┌─ Supplied entries

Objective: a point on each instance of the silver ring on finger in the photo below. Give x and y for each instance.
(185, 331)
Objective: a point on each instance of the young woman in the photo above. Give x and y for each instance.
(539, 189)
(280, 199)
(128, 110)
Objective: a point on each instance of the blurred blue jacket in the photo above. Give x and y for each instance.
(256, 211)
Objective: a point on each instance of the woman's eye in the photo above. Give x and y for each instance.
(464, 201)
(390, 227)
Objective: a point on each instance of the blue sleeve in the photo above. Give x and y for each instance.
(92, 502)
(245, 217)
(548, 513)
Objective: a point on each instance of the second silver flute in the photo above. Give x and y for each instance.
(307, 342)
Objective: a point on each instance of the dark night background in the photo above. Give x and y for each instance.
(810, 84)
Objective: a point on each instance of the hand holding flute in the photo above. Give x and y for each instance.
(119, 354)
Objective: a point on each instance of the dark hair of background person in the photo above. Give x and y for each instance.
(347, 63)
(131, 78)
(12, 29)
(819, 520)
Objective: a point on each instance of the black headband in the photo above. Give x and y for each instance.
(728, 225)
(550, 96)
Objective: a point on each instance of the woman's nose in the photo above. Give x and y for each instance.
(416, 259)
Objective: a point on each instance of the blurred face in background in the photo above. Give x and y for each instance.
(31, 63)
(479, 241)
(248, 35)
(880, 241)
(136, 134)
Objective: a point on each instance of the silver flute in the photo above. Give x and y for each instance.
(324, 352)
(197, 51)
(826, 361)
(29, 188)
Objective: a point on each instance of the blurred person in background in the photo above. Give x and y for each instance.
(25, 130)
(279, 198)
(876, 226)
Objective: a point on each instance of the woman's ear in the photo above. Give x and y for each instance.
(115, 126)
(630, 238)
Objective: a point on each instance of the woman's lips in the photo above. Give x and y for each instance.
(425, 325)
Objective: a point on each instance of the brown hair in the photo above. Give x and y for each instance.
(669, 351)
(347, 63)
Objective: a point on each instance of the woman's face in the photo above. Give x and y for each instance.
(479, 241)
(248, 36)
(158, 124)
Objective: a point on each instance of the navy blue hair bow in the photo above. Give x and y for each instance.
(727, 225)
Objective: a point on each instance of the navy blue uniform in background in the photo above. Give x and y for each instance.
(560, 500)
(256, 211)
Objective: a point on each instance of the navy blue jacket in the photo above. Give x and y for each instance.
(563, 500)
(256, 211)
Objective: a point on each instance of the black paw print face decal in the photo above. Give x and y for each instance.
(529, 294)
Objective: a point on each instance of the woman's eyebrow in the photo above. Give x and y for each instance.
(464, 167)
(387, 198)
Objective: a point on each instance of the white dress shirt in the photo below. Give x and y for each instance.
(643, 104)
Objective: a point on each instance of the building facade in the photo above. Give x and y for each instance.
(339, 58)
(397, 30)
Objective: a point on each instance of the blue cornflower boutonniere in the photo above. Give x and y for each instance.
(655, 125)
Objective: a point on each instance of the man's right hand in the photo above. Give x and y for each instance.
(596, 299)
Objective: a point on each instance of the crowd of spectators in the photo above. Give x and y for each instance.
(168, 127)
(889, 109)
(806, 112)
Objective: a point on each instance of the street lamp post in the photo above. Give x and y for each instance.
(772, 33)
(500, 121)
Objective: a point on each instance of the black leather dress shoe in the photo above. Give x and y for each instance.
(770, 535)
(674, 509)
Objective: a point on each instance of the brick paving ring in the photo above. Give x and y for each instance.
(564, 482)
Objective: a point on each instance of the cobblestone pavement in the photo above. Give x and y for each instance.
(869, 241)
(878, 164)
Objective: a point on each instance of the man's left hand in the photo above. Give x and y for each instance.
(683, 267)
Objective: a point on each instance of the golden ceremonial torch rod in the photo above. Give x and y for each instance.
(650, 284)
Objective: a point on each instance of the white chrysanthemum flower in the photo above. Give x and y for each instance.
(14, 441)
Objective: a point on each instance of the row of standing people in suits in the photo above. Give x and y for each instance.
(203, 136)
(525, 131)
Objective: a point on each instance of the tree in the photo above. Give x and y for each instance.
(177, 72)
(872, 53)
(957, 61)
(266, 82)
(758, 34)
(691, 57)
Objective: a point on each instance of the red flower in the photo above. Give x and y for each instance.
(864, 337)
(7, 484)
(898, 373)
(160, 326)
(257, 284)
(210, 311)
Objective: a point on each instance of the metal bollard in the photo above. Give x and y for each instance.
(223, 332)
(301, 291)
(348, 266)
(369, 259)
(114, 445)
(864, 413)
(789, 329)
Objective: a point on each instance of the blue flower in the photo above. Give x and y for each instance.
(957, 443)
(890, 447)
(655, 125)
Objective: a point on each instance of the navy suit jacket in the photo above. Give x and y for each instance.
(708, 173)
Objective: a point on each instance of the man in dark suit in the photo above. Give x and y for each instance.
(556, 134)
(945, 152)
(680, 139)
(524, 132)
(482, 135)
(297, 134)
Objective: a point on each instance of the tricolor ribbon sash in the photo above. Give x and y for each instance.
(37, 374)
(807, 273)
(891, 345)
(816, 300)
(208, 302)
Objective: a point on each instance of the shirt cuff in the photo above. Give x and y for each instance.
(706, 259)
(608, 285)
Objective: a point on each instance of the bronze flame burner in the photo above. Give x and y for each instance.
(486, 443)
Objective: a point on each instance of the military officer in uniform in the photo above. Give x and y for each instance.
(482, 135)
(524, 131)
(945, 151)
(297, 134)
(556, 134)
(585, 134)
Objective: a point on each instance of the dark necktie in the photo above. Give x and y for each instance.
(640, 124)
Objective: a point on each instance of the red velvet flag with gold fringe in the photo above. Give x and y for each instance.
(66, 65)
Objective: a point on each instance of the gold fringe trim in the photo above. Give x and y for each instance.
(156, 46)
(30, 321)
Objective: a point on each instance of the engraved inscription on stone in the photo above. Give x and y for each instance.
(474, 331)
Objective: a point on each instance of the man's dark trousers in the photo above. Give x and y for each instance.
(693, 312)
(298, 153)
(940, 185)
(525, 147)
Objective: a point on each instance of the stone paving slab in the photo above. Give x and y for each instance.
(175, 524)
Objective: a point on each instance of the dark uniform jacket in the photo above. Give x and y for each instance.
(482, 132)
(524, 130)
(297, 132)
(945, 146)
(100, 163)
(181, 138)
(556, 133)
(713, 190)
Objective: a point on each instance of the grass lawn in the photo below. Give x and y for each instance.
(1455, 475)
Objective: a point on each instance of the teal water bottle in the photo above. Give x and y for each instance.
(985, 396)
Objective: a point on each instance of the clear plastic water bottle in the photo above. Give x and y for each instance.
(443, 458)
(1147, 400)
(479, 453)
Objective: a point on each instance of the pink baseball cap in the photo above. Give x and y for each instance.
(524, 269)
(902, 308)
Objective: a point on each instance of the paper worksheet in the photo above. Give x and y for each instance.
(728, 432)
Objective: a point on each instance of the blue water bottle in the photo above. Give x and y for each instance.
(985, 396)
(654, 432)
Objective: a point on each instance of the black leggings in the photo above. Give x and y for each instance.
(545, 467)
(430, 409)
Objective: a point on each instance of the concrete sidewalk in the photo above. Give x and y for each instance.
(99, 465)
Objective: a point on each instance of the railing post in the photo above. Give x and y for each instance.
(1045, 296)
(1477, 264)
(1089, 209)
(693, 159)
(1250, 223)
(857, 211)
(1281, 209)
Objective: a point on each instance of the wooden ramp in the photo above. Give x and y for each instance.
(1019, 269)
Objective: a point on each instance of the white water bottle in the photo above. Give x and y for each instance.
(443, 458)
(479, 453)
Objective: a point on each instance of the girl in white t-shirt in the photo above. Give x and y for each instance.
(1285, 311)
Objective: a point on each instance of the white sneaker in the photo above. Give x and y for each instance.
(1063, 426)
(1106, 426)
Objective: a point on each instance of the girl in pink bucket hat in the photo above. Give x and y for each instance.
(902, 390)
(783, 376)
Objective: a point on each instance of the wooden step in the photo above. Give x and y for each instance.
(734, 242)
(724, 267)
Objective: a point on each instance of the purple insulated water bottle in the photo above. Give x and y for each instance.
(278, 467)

└─

Problem to work on | Repeat exactly the lines starting at the line with "Objective: a point on each instance of the white sneaker" and ending with the final line of the entries. Include nothing else.

Completed exercise |
Objective: a point on each instance of the white sneaker in the photo above. Give x and y for each instance.
(1063, 426)
(1106, 426)
Objective: a point on each instance of the girl in pink bucket hat in the photo above. Give x and y for each instance.
(902, 390)
(783, 376)
Objective: a point on each instance of the wooden step in the photo above. Give x and y for each instance.
(734, 242)
(724, 267)
Objective: a point on each instance of the purple insulated water bottle in the photo above. Give x and y for each instance.
(278, 467)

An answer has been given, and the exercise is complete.